**PAGE TEXT**
________
Great experiment, thanks! Do you (or anyone else) know where I can get original cover replacements for the V6? Mine are worn to shreds and I'd love to get like-new comfort. I tried calling Sony, but they didn't have a clue what I was talking about.


----------



## badtz

Quote:


  Originally Posted by *bret34* 
_Great experiment, thanks! Do you (or anyone else) know where I can get original cover replacements for the V6? Mine are worn to shreds and I'd love to get like-new comfort. I tried calling Sony, but they didn't have a clue what I was talking about._

 

greetings bret,

 i have brand new pads if interested [i'm getting new 7506 headphones, and the first thing I'll be doing is the beyer pad replacement].

 if interested, please PM.


----------



## badtz

I'm at the part in the mod where I'm suppose to take out the foam piece on the pleather pads.... 

 but, the foam seems to be stitched to the pleather pad ..... am I suppose to cut it off? It doesn't seem like it'll peel off ..... ?


----------



## dapellegrini

Thank you for the great pics!

 This is the only good "how-to" you can find anymore on this subject... Apparently this is an old topic, but there don't seem to be many old answers floating around.

 My Sony pads were also stitched on, not glued. I used a needle and a razor blade to carefully cut the stitching out without damaging the black backing piece. Eventually you get the right thread and it all unravels. Unfortunately, this also unravels the stitching on the remaining paddding, rendering them useless if, for whatever reason, you thought you might hold on to them (when I ordered everything I did not realize I would have to destroy the standard pads to make this work). I am glad I did not have to deal with glue though...

 I will say that I am extremely happy with the new pads. They have effectively moved the drivers out a little bit further from my ears, where the standard pads were not thick enough and had the drivers resting on, if not pushing against my ears. Comfort went from 5/10 to 8.5/10. The sound seems a tad deeper and more rich. Highly recommended mod...


----------



## dmt0

Hey, that's a great guide! Just done my V6's too. 
 The foam thingies were a pain too, but easily solvable. Just put a few thin strips of double sided adhesive tape inside the pads to glue the foam parts to them, and they're not going anywhere.
 Cheers!


----------



## Xanatos

you should remove the foam rings attached to the driver.


----------



## dmt0

No you shouldn't.


----------



## Xanatos

oh ok


----------



## iliketuna

hey guys... i just did the mod exactly 2 minutes ago! must say i'm very pleased. moving the drivers slightly further away from the ears actually creates a nice soundstage that wasn't there before! its worth it for that alone! comfort is extremely improved!! and the warmer sound is a welcome side effect... (tho i still find myself eq'ing the treble down a bit)
________
**GIVEN ENTRIES**
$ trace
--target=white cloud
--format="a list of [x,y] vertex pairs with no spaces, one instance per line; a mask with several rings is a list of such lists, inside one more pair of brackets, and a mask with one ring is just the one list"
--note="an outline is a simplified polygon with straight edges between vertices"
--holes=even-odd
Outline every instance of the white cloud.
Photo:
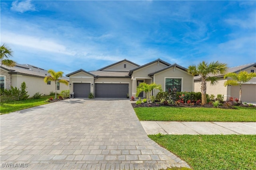
[[23,13],[29,11],[36,10],[35,6],[31,4],[30,0],[14,1],[12,3],[11,10]]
________
**TASKS TO COMPLETE**
#1 Please retype the headphone pad thread word for word, starting with "I will say that" and going on through "not going anywhere.".
#2 Write the next part of the forum thread on replacing headphone pads, picking up after its last post.

**THE ANSWERS**
#1
I will say that I am extremely happy with the new pads. They have effectively moved the drivers out a little bit further from my ears, where the standard pads were not thick enough and had the drivers resting on, if not pushing against my ears. Comfort went from 5/10 to 8.5/10. The sound seems a tad deeper and more rich. Highly recommended mod...


----------



## dmt0

Hey, that's a great guide! Just done my V6's too. 
 The foam thingies were a pain too, but easily solvable. Just put a few thin strips of double sided adhesive tape inside the pads to glue the foam parts to them, and they're not going anywhere.

#2
 i also ran in to the problem of having the sony foam stitched to the pads... i got frustrated with trying to cut them... so i just used the round foams that came with the dt250 pads. its a little tricky, but they can cover the entire driver and will stay in place. the main difference i noticed tho is that they're noticeably thicker than the sony foams. 

 anybody else try this? is the sound different from the thinner sony foams?


----------



## jlo mein

Your DT250 pads came with foam inserts? Mine came exactly as pictured by the OP, just the velour pad "O"s without anything covering the hole inside.

 I peeled the sony foam inserts off my old pads and used them on the new ones, like the OP did.


----------



## lan

That's interesting. My pads came with a plastic piece (which go on the Beyer headphones it seems as I looked at it's manual) and circular pads also. I also ordered them from B&H.


----------



## Joshatdot

Sweet guide! I have a very old set of V6's I got about 16 years ago, and 7506's about 18 months ago.

 My V6's pleather are completely gone, I used them forever, it looked like I suffered from Black Dandruff 
	

	
	
		
		

		
			





 My 7506's started to separate on the inner seal so I can see the yellow-white foam.

 I am going to dig up my V6's from storage, and get 2 refoaming kits!


----------



## alpha80

Quote:


  Originally Posted by *Duncan* /img/forum/go_quote.gif 
_Nice comprehensive guide GotNoRice 
	

	
	
		
		

		
		
	


	




 Welcome to Head-Fi!!_

 

Yes yes.


----------



## Architorture

First Head-Fi post! (and it's turned into a behemoth) been lurking since November.

 let me just start by saying great guide to the op, detailed step-by-step pics & instructions are wonderful. i wish i had seen this before i did mine a two months ago. oh, well.

 [pics to follow at the end]

 The reason for my post though, is that i too love the feel of the beyer pads, and the little extra depth that they give vs. the stock pleather pads. BUT, my biggest gripe with the v6's is that they're too shallow for my ears (sticky-outy ears i guess). the v6 are definitely circum-aural, but they cause a lot of the same pain as supra-aural headphones b/c the pads are shallow enough that the plastic presses against your ears (through the foam, but still...).

 So, the other day, i was trying to think of how i could get more distance between my ear and the housing, and i stuck the original pads between my ears and the beyer pads, like a double cheeseburger. the difference in comfort was extraordinary, and the sound, as far as i could tell un-touched. now, obviously, sticking another set of pads up there is not real practical (i didn't get the pleasure of velour anymore), not to mention unsightly.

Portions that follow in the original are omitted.